Exercise details → Can you render the stretch of material below, from the line containing "Review step: verify that every instance of the brown" through the final line, as a JSON list of strings with one string per line, skipping blank lines and leaving out the pictures?

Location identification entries
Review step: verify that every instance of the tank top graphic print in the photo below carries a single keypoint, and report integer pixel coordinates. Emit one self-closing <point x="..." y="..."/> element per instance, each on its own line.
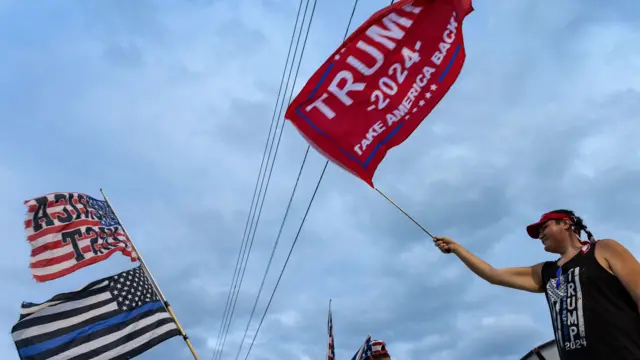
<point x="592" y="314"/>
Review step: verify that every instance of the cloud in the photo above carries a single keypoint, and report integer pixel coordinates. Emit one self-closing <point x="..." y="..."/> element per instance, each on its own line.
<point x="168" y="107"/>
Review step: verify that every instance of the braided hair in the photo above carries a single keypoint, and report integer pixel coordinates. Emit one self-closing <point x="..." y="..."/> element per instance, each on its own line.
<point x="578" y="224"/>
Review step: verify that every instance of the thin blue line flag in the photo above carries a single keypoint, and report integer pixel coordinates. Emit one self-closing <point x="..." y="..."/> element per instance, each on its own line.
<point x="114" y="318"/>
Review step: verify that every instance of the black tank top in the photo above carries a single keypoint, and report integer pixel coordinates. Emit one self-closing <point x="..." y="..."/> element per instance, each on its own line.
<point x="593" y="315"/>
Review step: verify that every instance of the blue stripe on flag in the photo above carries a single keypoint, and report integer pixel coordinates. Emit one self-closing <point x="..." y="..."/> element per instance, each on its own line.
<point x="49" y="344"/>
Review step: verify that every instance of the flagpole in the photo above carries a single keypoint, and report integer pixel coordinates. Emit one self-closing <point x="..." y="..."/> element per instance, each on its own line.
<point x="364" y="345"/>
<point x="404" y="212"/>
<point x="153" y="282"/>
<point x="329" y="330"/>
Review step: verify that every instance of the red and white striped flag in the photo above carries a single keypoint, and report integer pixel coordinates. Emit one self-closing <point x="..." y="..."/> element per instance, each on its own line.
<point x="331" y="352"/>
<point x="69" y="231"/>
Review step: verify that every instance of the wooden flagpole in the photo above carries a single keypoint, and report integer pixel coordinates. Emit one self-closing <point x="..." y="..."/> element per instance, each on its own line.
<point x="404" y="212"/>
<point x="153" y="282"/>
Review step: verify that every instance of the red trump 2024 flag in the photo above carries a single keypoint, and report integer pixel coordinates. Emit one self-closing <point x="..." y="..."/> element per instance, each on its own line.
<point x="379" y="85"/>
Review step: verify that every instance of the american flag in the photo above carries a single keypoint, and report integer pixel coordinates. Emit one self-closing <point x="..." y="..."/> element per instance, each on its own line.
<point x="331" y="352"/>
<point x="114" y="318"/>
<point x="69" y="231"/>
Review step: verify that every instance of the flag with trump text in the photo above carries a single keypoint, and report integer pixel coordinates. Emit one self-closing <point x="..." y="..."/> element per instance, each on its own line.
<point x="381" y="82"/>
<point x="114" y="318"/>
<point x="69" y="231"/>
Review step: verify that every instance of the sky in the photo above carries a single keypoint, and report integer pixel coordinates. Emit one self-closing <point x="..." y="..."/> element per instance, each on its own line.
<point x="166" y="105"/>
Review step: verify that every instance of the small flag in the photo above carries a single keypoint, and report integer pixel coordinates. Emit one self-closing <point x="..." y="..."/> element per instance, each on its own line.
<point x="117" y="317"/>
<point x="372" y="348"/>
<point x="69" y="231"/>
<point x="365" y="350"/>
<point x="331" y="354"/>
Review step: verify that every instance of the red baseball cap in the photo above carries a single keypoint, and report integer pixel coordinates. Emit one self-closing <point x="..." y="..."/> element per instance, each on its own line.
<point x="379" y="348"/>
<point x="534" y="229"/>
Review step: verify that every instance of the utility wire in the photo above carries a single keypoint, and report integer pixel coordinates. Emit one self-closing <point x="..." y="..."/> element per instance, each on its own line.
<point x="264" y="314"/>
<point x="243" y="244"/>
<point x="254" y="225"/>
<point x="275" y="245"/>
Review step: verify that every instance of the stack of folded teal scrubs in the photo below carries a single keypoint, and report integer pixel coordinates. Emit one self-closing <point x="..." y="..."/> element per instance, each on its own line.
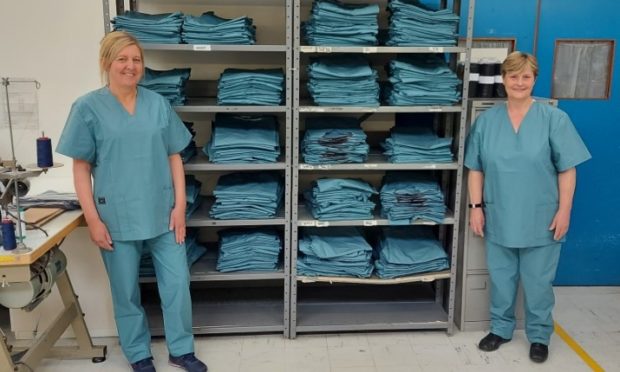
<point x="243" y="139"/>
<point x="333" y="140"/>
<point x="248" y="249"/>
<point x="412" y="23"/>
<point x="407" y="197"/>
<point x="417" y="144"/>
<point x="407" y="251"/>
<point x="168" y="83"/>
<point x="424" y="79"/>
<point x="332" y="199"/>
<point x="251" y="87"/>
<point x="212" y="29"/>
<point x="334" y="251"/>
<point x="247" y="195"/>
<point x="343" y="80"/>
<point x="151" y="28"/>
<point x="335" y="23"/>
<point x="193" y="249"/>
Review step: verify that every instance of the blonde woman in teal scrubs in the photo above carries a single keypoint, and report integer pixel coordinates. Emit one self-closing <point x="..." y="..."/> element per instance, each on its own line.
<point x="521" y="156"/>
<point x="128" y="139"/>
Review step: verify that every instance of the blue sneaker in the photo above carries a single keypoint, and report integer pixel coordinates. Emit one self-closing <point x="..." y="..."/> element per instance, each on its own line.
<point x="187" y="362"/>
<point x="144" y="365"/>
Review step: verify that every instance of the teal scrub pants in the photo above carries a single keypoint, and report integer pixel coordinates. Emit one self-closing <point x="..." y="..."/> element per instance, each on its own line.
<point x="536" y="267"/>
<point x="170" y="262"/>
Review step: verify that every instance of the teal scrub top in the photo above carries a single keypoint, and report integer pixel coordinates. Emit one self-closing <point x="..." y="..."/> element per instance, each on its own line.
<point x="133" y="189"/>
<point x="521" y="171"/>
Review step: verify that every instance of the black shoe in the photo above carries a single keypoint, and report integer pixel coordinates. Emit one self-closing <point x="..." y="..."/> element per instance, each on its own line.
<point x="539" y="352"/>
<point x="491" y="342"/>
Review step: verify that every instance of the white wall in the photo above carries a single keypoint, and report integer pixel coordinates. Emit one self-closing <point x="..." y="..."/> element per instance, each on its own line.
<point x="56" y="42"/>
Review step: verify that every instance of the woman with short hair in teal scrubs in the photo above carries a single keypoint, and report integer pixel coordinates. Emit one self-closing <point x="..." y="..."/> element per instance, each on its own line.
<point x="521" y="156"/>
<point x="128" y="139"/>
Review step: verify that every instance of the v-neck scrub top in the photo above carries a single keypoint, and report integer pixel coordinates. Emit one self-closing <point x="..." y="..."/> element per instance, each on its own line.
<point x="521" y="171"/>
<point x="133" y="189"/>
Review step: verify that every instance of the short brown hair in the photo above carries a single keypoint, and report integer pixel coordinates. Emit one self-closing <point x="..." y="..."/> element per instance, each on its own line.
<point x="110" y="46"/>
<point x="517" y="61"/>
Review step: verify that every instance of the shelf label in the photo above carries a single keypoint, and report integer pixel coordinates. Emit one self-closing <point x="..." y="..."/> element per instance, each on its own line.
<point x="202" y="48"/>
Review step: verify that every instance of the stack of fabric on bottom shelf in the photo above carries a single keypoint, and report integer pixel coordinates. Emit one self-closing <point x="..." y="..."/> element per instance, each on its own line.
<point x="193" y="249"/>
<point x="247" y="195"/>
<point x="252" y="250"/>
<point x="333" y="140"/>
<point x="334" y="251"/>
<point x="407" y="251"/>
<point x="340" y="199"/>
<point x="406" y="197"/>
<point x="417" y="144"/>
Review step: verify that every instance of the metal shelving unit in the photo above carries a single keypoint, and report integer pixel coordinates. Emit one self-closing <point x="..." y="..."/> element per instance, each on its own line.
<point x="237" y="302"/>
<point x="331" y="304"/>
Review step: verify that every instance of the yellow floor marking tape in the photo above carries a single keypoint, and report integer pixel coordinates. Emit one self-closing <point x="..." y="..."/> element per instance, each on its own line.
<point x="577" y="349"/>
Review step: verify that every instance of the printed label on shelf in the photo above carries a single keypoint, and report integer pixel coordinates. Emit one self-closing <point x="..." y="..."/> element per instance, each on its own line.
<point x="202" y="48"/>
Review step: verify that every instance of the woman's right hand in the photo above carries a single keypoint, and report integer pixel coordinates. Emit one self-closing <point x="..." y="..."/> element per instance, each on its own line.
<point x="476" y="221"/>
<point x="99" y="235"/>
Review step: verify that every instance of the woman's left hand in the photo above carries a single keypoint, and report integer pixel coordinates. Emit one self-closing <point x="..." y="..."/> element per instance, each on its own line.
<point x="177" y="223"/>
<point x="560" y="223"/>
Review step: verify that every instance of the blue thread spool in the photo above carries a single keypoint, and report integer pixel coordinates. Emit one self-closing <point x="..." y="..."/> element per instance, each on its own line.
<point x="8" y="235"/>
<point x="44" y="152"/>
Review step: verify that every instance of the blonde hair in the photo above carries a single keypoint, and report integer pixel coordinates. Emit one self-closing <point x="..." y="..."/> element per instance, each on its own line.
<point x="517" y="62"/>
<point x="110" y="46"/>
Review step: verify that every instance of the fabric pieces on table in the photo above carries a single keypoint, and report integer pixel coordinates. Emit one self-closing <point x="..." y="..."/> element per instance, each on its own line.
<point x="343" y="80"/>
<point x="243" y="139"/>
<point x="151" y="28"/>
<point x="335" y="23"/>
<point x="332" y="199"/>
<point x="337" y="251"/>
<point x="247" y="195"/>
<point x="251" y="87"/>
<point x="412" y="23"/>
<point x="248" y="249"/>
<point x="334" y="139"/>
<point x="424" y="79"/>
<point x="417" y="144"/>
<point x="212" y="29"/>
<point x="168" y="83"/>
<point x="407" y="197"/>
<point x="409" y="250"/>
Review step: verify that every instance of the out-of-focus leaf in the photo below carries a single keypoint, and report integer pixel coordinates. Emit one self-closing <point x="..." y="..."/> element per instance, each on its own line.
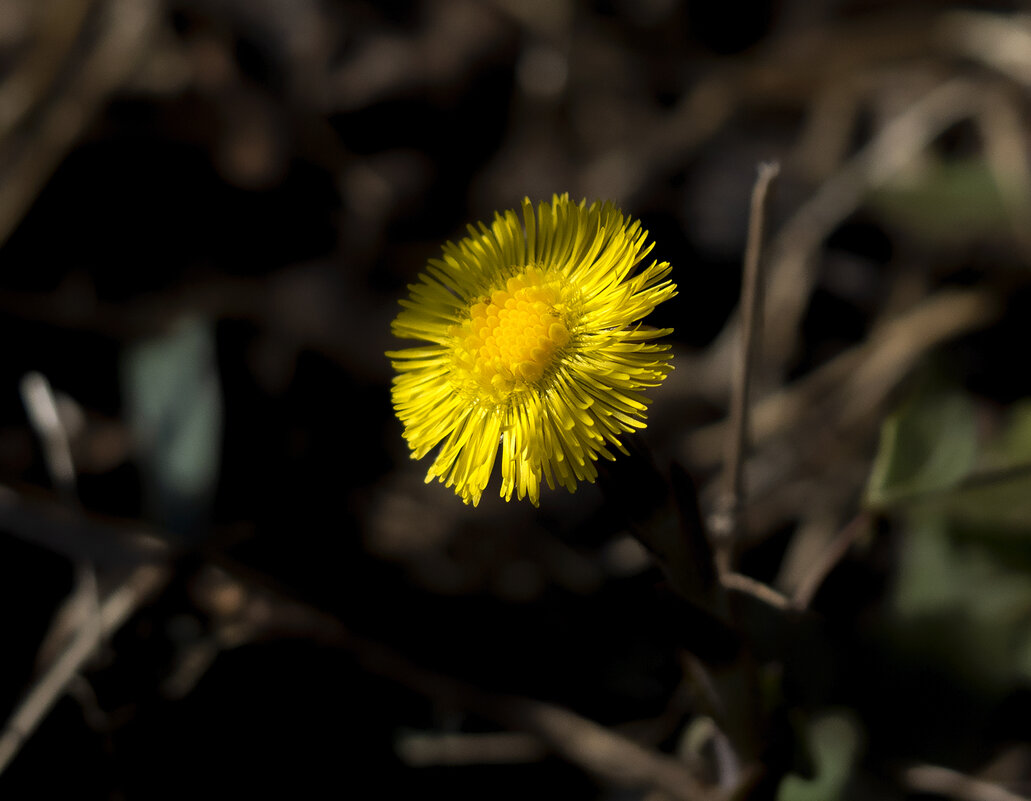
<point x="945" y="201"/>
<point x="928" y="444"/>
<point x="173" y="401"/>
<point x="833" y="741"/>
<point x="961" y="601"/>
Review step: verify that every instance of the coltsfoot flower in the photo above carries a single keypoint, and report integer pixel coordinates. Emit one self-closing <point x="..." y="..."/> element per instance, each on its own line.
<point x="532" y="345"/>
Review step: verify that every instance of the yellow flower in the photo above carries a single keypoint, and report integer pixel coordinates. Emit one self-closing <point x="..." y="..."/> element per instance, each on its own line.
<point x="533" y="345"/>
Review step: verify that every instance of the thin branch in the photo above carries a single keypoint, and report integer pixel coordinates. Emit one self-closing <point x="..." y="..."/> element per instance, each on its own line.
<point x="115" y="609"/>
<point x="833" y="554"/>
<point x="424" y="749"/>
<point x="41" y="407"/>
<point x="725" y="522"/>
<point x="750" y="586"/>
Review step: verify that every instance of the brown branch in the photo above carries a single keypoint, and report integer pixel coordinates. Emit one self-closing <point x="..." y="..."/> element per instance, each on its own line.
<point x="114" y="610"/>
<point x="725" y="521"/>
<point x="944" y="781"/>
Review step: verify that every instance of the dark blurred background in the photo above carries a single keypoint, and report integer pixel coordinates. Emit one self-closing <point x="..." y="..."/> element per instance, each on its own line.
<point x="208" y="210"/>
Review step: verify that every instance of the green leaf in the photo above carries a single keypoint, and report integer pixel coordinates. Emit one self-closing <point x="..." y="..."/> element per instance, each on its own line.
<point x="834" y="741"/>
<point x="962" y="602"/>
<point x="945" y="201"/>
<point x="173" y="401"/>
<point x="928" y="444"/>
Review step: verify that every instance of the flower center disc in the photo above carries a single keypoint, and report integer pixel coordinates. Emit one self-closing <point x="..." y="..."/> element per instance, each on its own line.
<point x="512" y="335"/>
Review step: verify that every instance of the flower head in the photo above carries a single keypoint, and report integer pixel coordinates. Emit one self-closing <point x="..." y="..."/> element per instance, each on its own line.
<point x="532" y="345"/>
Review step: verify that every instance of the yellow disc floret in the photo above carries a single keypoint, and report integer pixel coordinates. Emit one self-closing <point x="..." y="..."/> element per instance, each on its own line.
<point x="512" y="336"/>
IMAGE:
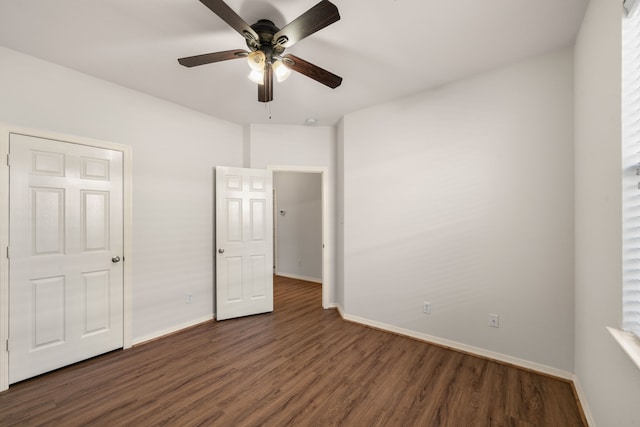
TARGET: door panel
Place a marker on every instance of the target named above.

Complete answer →
[
  "Review step: verify that every instance of the brown branch in the photo above carries a single keypoint, and report integer pixel coordinates. Emit one self-closing <point x=\"...\" y=\"...\"/> element per instance, each on its own line.",
  "<point x=\"114\" y=\"610\"/>",
  "<point x=\"725\" y=\"521\"/>",
  "<point x=\"944\" y=\"781\"/>",
  "Review step: verify that every instance of the dark blurred background in the photo above carries a single keypoint, and report integer pixel coordinates. Emit one self-closing <point x=\"...\" y=\"...\"/> element per instance, each on its own line.",
  "<point x=\"208\" y=\"210\"/>",
  "Review step: verify that every instance of the green leaf in the photo above carries a single keypoint, and report integer pixel coordinates. Emit one self-closing <point x=\"...\" y=\"...\"/> element per instance, each on its own line.",
  "<point x=\"834\" y=\"741\"/>",
  "<point x=\"962\" y=\"602\"/>",
  "<point x=\"945\" y=\"201\"/>",
  "<point x=\"173\" y=\"401\"/>",
  "<point x=\"928\" y=\"444\"/>",
  "Review step: verify that every instance of the flower center disc in the photo above carries a single keypoint, and report integer pixel coordinates. Emit one self-closing <point x=\"...\" y=\"...\"/> element per instance, each on its own line.",
  "<point x=\"512\" y=\"335\"/>",
  "Review step: verify that every instance of the flower head in the photo above carries a single keypoint, and report integer pixel coordinates. Emit one self-closing <point x=\"...\" y=\"...\"/> element per instance, each on its own line.",
  "<point x=\"532\" y=\"345\"/>",
  "Review step: verify that every instance of the yellow disc floret in the photo above carries a single keypoint, and report integer pixel coordinates. Emit one self-closing <point x=\"...\" y=\"...\"/> element per instance, each on its own line.",
  "<point x=\"512\" y=\"336\"/>",
  "IMAGE:",
  "TARGET: door panel",
  "Place a marker on every instance of the target named above."
]